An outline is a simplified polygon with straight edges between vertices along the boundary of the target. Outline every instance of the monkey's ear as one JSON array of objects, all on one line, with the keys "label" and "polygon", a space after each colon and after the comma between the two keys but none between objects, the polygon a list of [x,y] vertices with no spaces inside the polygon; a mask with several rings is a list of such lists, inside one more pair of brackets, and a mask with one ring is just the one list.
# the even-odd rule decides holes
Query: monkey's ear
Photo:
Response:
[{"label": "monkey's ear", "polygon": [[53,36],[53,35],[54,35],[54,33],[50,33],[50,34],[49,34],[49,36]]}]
* * * * *
:: Requirements ::
Write out these lines again, changing "Query" to "Prompt" and leaving everything else unchanged.

:: Complete answer ::
An outline is a simplified polygon with straight edges between vertices along the boundary of the target. Outline every instance of the monkey's ear as one JSON array of objects, all on one line, with the keys "label" and "polygon", a space after each colon and after the comma between the two keys but none between objects, the polygon a list of [x,y] vertices with no spaces inside the polygon; a mask with several rings is a list of such lists, inside one more pair of brackets, and a mask with one ring is just the one list.
# the even-odd rule decides holes
Prompt: monkey's ear
Photo:
Response:
[{"label": "monkey's ear", "polygon": [[53,36],[53,35],[54,35],[54,33],[50,33],[50,34],[49,34],[49,36]]}]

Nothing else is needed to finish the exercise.